Exercises to complete —
1. Copy the part of the sustainable procurement text starting with "Here are several" and going on through "as they occur?".
2. Carry on the text about sustainable procurement in supply chains, picking up after its final sentence.

Top of Excerpt provided

Managing supply chains is already tricky. Supply chain leaders must deftly balance the needs of customers and vendors, while simultaneously ensuring smooth organizational operations and retaining employees. Sustainable procurement adds several other elements into the mix, from fulfilling regulatory requirements to teaming with vendors who prioritize minimizing their environmental impact.

To succeed, leaders must embed sustainable procurement throughout the organization. An interdisciplinary team (logistics, plant/property management, human resources, accounting, to name a few) should be involved. This interdisciplinary team will create a clear road map that identifies material issues that impact sustainable procurement, but also establishes and oversees the strategy, tactics, key performance indicators and process improvement initiatives to proactively identify and anticipate risks that could impede the achievement of these objectives.

Here are several areas on which leaders should focus, and crucial questions that need to be answered:

  • Regulatory compliance: Has the organization identified all data that must be collected today and, in the future, to be in compliance with the different regulators? Is there a process to track regulatory changes as they occur? 
  • Procurement processes: Does the organization have an effective process in place to identify, contract with, and monitor the progress and compliance of its procurement partners?
  • Data capture and analysis: Does the organization have capable digital tools to collect, analyze and distribute sustainability KPIs to ensure accurate and timely reporting?

Bottom of Excerpt provided
Top of Record extracts

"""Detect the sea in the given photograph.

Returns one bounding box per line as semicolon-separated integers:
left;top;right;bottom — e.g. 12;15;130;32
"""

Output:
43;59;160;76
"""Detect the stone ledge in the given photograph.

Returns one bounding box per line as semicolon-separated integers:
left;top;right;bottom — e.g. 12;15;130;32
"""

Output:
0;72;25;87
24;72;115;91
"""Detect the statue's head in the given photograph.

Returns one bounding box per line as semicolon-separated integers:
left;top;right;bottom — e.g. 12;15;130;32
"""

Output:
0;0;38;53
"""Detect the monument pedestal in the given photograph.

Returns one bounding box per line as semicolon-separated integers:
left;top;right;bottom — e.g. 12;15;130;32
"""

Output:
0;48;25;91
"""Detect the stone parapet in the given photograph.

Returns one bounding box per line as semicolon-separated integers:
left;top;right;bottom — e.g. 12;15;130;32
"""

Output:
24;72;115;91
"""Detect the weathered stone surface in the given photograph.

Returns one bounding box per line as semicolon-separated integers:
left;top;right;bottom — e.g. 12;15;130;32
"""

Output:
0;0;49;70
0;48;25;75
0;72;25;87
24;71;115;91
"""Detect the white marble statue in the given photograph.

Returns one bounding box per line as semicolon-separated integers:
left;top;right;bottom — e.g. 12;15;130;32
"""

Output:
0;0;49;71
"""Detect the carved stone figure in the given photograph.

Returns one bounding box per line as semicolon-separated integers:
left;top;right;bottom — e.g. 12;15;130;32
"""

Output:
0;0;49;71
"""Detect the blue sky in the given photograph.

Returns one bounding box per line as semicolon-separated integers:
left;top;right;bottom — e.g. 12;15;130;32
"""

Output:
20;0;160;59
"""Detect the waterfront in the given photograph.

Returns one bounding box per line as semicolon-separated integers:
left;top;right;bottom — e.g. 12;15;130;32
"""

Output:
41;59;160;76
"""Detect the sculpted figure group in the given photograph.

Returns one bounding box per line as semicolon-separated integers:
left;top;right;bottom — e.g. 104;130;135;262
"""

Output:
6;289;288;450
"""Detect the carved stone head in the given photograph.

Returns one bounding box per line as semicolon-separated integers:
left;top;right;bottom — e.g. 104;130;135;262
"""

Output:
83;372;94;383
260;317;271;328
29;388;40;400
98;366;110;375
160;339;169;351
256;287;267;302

Bottom of Record extracts

Task-by-task answers —
1.
Here are several areas on which leaders should focus, and crucial questions that need to be answered:

  • Regulatory compliance: Has the organization identified all data that must be collected today and, in the future, to be in compliance with the different regulators? Is there a process to track regulatory changes as they occur?

2.
  • Organizational roles and responsibilities: Has the organization identified the right people and determined their roles and responsibilities going forward in meeting sustainable procurement goals?

That analysis provides decision-makers with the necessary information to design an effective system that provides optimal data flows, feedback loops, calculations and ongoing assessment of sustainable procurement programs. Decision makers should focus on five elements in building an improved sustainable procurement program:

  1. Collect current state data.
  2. Conduct measurements to understand the current and desired states.
  3. Test the system for accuracy and resiliency.
  4. Report on the connections between financial and nonfinancial sustainability.
  5. Communicate current and forecast performance to key stakeholders.

Here’s the bottom line. Global supply chains contribute the majority of GHG emissions, and in some industries represent 86% of an organization’s emissions. A thoughtful, integrated sustainable procurement program can be a difference maker in helping an organization reduce its environmental impact, strengthen its reputation, reduce costs and advance our world to a sustainable future.